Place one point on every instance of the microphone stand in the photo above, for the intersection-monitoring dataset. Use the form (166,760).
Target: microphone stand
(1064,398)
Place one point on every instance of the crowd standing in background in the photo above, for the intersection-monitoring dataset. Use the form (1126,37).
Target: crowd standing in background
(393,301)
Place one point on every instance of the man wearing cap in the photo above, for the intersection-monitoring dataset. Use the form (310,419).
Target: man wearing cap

--------

→ GIVEN INSTRUCTION
Render every line of the items above as a Markdown table with two columns, Row and Line. Number the rows in order and leave out blank lines.

→ SOLVED EXERCISE
| Row | Line |
|---|---|
| 1 | Place one point on every instance of the microphone stand in the photo above, for the intersection-monitoring dataset. Use the form (166,760). |
| 2 | Target: microphone stand |
| 3 | (1064,398) |
| 4 | Place one point on every instance of the crowd standing in background in the photo above, for the intersection-monitoring dataset. Use the form (1126,37). |
| 5 | Target: crowd standing in background |
| 6 | (393,301) |
| 7 | Place one point on every instance of the man wearing cap in the photo above, for the intersection-monitoring dataset. Use the form (310,419). |
| 8 | Target: man wearing cap |